**HOW TO COMPLETE THIS TASK**
All of the data should be restated exactly as it stands.

**DATA SHOWN**
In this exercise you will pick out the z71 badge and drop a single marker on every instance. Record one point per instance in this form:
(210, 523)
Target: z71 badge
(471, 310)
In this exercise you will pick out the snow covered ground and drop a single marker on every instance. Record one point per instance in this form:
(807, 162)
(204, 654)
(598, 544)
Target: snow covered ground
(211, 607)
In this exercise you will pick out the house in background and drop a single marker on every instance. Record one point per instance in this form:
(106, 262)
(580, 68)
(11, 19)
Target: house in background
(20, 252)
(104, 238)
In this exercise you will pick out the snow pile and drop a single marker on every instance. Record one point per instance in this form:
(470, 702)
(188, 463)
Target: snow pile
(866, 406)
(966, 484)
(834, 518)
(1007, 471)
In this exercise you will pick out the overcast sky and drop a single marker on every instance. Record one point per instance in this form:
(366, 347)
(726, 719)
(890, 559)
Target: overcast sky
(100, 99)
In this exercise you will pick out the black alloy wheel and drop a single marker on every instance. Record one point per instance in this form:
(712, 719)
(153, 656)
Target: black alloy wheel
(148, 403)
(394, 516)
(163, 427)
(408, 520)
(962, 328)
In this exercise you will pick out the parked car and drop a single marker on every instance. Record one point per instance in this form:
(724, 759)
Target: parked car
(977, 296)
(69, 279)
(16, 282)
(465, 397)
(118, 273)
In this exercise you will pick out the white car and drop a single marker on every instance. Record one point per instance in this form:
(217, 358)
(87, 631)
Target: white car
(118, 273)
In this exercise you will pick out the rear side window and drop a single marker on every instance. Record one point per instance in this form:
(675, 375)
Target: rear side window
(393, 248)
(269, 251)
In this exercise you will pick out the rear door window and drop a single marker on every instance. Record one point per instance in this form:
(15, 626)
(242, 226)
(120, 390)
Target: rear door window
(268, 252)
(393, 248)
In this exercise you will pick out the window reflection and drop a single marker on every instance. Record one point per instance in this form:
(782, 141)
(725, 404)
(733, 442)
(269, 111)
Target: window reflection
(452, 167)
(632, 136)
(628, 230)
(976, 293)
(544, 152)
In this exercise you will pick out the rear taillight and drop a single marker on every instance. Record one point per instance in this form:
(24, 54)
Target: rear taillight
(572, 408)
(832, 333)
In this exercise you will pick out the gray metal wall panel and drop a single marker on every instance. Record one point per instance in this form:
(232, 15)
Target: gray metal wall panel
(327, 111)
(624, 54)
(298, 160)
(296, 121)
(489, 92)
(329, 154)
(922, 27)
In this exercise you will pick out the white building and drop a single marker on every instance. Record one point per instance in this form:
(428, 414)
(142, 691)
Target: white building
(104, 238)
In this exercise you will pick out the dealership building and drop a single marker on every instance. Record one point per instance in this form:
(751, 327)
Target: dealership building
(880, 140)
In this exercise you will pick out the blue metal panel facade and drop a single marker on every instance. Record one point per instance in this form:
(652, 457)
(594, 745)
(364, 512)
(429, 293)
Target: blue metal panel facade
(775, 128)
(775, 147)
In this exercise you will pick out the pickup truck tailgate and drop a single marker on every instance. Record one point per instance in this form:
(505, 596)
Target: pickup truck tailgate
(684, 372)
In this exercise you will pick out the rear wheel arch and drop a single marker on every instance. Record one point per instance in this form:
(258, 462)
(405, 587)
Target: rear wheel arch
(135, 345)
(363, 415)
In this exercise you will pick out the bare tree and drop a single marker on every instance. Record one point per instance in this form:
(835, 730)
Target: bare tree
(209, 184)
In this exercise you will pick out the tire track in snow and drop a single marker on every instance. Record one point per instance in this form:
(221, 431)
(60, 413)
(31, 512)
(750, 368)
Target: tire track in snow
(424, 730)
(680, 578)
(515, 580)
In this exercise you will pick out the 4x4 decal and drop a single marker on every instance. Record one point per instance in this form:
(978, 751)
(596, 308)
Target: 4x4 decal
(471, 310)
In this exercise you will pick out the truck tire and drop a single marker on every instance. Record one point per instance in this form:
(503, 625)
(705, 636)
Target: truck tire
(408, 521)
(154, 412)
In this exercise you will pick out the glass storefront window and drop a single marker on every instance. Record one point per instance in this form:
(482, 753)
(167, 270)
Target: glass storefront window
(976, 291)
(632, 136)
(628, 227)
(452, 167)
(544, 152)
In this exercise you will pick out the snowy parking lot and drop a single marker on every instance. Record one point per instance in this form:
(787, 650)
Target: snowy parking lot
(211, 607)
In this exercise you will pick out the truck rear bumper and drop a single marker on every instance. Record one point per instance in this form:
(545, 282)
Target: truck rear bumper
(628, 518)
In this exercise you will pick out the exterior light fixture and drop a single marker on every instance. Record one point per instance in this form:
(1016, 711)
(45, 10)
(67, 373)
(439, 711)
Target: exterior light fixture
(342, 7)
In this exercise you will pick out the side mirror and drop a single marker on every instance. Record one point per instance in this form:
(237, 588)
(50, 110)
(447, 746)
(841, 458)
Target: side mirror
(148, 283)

**EXERCISE ANSWER**
In this exercise you will pick out the z71 badge and drop a single marker on every instance. Record one point per instance in this form:
(210, 523)
Target: z71 badge
(471, 310)
In this exercise you will pick out the snow covered ground and drop a single marker on every instance. Record one point per instance in this form:
(807, 162)
(204, 654)
(598, 544)
Target: snow covered ground
(211, 607)
In this exercise you will pick out the house in background and drop a single marker on every instance. Record one point per instance in this form:
(106, 262)
(580, 68)
(11, 19)
Target: house in background
(20, 252)
(104, 238)
In this exercise you will pick out the snow pile and drop a single marker on every instance. Record one point per instance in this form:
(470, 702)
(188, 463)
Target: snow pile
(866, 406)
(966, 484)
(834, 518)
(1007, 471)
In this exercise you will pick out the overcast sky and drop a single marker on every instance. Record one point per instance in this form:
(366, 347)
(726, 719)
(890, 559)
Target: overcast sky
(100, 99)
In this exercise you will pick out the black alloy wheel and drop a single marker on every instance. Record one point per instance in this form:
(712, 719)
(153, 656)
Target: black alloy wheel
(148, 403)
(394, 516)
(163, 427)
(408, 520)
(962, 328)
In this exercise you will pick out the parked car and drop a single marker on every instance. Record one point per instance in this form:
(724, 759)
Target: parked car
(977, 296)
(69, 279)
(16, 282)
(465, 397)
(118, 273)
In this exercise you will pick out the white car and drop a single marker on every instance. Record one point per instance in this form:
(217, 358)
(87, 631)
Target: white car
(118, 273)
In this exercise you will pick out the rear side window and drop a single marker on every instance. Record one point per instance in this form:
(675, 375)
Target: rear side window
(393, 248)
(269, 251)
In this exercise you will pick out the rear door window and drop a single marker on every instance. Record one point per instance in this form:
(15, 626)
(242, 226)
(120, 390)
Target: rear door window
(268, 252)
(393, 248)
In this exercise you will pick out the window reflection and drop a single marker on every instance. Record one point per instance in this form:
(782, 141)
(725, 404)
(733, 442)
(269, 111)
Target: window reflection
(452, 167)
(632, 136)
(628, 230)
(976, 293)
(544, 152)
In this exercise you will pick out the rear taillight and drop a single marker on every instance. Record one point per instance in this form:
(24, 54)
Target: rear taillight
(572, 408)
(832, 333)
In this exercise you will pick out the gray metal wall panel and drop a single marker on every instance. Record one point per instance in this form:
(232, 15)
Target: gray metal wall panel
(327, 111)
(624, 54)
(298, 160)
(296, 121)
(489, 92)
(329, 154)
(922, 27)
In this exercise you will pick out the white building and drop a single marker on every instance. Record one point per instance in this form:
(428, 414)
(142, 691)
Target: white building
(104, 238)
In this exercise you will pick out the dealership building and drop a single marker on every instance. Record one point per instance in this form:
(751, 327)
Target: dealership building
(880, 140)
In this exercise you will pick out the blue metal panel facade and drop a single marker on every instance. Record one point per instance in this form:
(652, 457)
(594, 745)
(364, 512)
(429, 293)
Target: blue metal panel facade
(775, 128)
(775, 147)
In this exercise you will pick out the pickup truck tailgate and drop a single marker on every instance. Record one point per instance in this form:
(505, 596)
Target: pickup truck tailgate
(684, 372)
In this exercise you will pick out the rear wheel arch and drop a single marker on every instance. Record one point per instance in this form:
(258, 462)
(405, 587)
Target: rear wheel arch
(135, 345)
(363, 415)
In this exercise you will pick out the bare tree and drop a single marker on every instance. Record one point per instance in this form:
(835, 730)
Target: bare tree
(209, 184)
In this exercise you will pick out the tire track in snow and drop a single marker on every instance. Record one point per instance in this form:
(221, 431)
(60, 413)
(31, 512)
(750, 368)
Target: tire track in snow
(424, 730)
(680, 578)
(515, 580)
In this exercise you will pick out the 4x4 decal and drop a single marker on every instance. Record one point per instance in this form:
(978, 751)
(596, 308)
Target: 4x4 decal
(471, 310)
In this exercise you will pick out the truck tire and drop a single marker on every instance. Record one point per instance in this form:
(503, 625)
(705, 636)
Target: truck tire
(408, 521)
(154, 412)
In this exercise you will pick out the glass storefront window and drop a single marker on every instance. Record one point per instance in this form:
(482, 753)
(167, 270)
Target: glass storefront window
(976, 291)
(632, 136)
(628, 227)
(452, 167)
(544, 152)
In this exercise you will pick out the snowy parking lot and drop a single marker on every instance. Record one point per instance in this form:
(787, 650)
Target: snowy parking lot
(211, 607)
In this exercise you will pick out the truck rear bumper and drop a single marker on every instance. Record one point per instance in this form:
(545, 282)
Target: truck rear bumper
(628, 518)
In this exercise you will pick out the exterior light fixture and drop a single marker on every instance. Record one point per instance in this form:
(1016, 711)
(45, 10)
(67, 373)
(439, 711)
Target: exterior light fixture
(342, 7)
In this exercise you will pick out the side mirror and drop a single marker on every instance. Record one point per instance in this form:
(237, 588)
(50, 110)
(447, 746)
(841, 458)
Target: side mirror
(148, 283)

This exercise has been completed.